● Directive:
Reproduce verbatim the stretch of the mailing-list thread from "Unfortunately I wasn't" through "of the participants.".

2015-05-05 Thread Doug Hellmann
Excerpts from Maish Saidel-Keesing's message of 2015-05-05 18:00:15 +0300:
 
 On 05/05/15 16:01, Doug Hellmann wrote:
  Excerpts from Adam Lawson's message of 2015-05-04 10:25:10 -0700:
  So Thierry I agree. Developers are required to make it happen. I would say
  however that acknowledging the importance of developer contributions and
  selecting leadership from the development community is really half the
  battle as it's pretty rare to see project teams led and governed by only
  developers. I think addressing the inclusion of architects/operators/admins
  within this committee is a hugely positive development.
  The community of contributors is led by members, not all of whom
  are developers -- some are writers, translators, designers, or
  fill other important roles. The characteristic that cuts across all
  of those roles is that they are *contributors*.
 
  If architects/operators/admins or anyone else want to become
  contributors, there is already a path to accomplish that by interacting
  with the existing teams, and their insight and input would be very
  welcome. But there is no shortcut to becoming a leader in this
  community. Everyone has to earn their stripes.
 
  I've asked a couple of times in this thread what benefit you see
  in having someone from outside of the contributor community on the
  TC, but I haven't seen an answer. Is there something specific we
  could be addressing beyond the question of representation?
 Hi Doug.
 
 It is not only the representation - it is also action on the feedback.
 
 There was an OPS summit not so long ago in Philadelphia [1]. Two full 
 days. I personally did not participate but from what I heard it was a 
 good two days of discussions.

Unfortunately I wasn't able to attend, either, but I've heard the same
general sentiments of the results.

 
 There are at least 10 etherpads (Yay!! The OpenStack way of doing 
 things!) that summarized the thoughts and concerns of the participants.

+1 for writing things down

 I think it would be fair to ask - how many actionable items came out of 
 the this meeting that were implemented in any of the projects? If anyone 
 has answers - they would be highly appreciated.
 Did the TC follow up on these items?
 Did the PTL's? (I know some of the PTL's were present there at the summit)

● Data supplied:
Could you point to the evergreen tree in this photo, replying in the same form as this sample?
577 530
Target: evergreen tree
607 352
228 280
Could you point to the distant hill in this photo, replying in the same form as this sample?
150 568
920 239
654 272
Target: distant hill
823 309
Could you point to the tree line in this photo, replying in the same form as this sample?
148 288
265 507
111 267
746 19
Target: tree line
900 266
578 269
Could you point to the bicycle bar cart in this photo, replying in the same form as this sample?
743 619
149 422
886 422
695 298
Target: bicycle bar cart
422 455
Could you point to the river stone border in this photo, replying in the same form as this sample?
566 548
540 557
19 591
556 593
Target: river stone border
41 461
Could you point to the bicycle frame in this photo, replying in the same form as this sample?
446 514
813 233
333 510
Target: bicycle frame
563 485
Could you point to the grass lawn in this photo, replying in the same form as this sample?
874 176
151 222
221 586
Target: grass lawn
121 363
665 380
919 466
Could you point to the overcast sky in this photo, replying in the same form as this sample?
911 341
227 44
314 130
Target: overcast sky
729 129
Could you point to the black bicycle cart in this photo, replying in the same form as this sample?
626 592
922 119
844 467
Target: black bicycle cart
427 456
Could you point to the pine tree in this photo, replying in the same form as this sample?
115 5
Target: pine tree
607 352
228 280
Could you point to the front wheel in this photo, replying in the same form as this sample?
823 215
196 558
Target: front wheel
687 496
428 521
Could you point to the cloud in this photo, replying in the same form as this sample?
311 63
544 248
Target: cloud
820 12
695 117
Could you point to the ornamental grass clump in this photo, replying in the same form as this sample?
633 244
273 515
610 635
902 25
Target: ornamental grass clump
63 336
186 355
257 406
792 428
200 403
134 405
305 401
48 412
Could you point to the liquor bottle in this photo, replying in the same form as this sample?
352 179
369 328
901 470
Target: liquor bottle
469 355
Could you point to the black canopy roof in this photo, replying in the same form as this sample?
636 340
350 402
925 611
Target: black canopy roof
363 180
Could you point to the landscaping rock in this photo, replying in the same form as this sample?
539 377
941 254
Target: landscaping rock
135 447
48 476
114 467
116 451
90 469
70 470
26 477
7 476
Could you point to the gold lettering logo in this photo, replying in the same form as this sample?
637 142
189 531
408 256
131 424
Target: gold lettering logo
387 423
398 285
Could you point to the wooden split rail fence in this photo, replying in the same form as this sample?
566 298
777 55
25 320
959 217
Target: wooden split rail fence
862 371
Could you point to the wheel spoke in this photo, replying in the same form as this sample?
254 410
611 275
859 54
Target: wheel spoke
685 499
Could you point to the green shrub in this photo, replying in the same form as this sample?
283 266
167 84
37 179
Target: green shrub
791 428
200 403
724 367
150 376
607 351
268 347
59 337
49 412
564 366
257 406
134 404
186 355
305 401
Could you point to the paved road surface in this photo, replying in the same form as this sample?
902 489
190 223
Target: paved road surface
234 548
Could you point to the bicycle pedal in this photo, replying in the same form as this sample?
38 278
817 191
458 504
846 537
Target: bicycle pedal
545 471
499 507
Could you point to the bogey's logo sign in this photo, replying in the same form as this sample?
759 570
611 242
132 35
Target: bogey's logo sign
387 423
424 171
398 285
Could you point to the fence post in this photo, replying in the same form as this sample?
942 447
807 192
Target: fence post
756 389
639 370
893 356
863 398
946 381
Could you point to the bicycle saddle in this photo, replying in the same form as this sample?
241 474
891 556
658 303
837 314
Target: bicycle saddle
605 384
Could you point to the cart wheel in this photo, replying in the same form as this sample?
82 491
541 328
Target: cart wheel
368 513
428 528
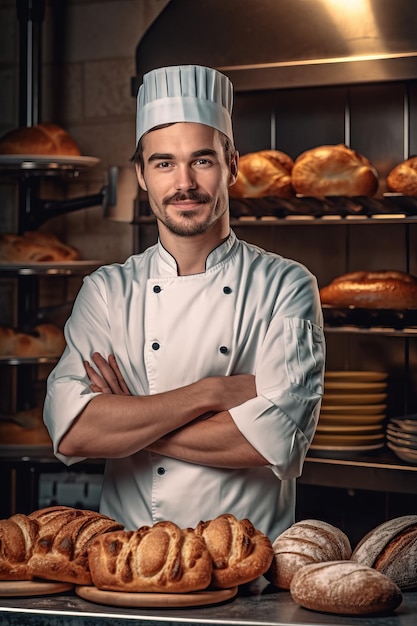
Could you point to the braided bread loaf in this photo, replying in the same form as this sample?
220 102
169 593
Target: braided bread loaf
50 543
239 551
161 558
18 534
61 549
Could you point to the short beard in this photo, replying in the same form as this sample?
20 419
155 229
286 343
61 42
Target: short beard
187 227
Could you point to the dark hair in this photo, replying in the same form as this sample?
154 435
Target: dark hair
228 147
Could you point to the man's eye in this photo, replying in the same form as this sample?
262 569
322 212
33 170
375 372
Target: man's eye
203 162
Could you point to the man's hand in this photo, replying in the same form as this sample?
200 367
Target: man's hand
110 379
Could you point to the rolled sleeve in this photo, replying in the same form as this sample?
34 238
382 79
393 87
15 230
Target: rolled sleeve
280 422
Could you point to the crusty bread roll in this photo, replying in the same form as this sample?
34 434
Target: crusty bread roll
305 542
385 289
240 553
344 587
60 551
264 173
46 139
403 177
35 247
18 534
161 558
333 170
44 340
391 548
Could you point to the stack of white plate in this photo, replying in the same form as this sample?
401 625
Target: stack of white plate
402 437
352 414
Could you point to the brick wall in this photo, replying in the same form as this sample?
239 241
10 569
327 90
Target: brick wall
88 49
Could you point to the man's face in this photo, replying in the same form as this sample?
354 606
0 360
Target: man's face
186 177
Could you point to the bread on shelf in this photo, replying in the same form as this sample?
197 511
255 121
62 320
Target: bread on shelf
47 139
403 177
263 173
44 340
384 289
344 588
35 247
307 541
333 170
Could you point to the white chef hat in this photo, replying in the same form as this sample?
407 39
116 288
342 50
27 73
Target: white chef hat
185 93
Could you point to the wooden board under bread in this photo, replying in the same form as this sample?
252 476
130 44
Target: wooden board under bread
20 588
118 598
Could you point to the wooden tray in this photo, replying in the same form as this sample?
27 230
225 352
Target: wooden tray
160 600
16 588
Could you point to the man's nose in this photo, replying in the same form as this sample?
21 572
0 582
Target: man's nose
185 178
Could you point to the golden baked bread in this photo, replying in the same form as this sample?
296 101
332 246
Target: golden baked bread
240 553
305 542
403 177
46 139
35 247
384 289
160 558
391 548
60 551
18 534
345 588
333 170
264 173
43 340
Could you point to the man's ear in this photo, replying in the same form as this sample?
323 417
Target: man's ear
234 168
140 178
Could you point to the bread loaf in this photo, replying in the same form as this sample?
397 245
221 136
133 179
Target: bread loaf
46 139
264 173
44 340
385 289
403 177
391 548
344 587
161 558
18 534
60 551
305 542
35 247
333 170
240 553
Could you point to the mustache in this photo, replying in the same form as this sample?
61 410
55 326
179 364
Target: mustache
182 196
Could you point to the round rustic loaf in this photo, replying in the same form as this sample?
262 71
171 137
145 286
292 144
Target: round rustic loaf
403 177
391 548
345 588
264 173
385 289
333 170
305 542
46 139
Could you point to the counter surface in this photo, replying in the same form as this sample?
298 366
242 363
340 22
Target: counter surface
261 605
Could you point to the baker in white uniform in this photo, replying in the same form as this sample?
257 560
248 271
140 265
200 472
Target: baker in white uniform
196 367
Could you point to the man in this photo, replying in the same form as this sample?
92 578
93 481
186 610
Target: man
195 368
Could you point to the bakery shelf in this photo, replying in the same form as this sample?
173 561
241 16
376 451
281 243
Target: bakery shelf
17 360
75 268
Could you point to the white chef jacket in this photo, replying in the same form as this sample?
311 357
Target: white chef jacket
251 312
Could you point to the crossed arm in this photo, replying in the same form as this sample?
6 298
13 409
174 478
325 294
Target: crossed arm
191 423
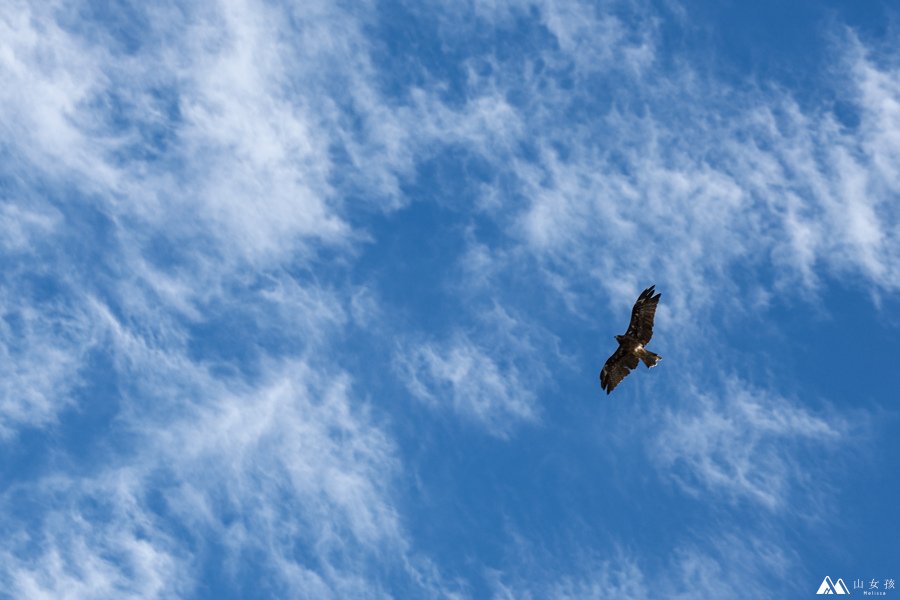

● Finished exercise:
Unfortunately I wasn't able to attend, either, but I've heard the same
general sentiments of the results.

 
 There are at least 10 etherpads (Yay!! The OpenStack way of doing 
 things!) that summarized the thoughts and concerns of the participants.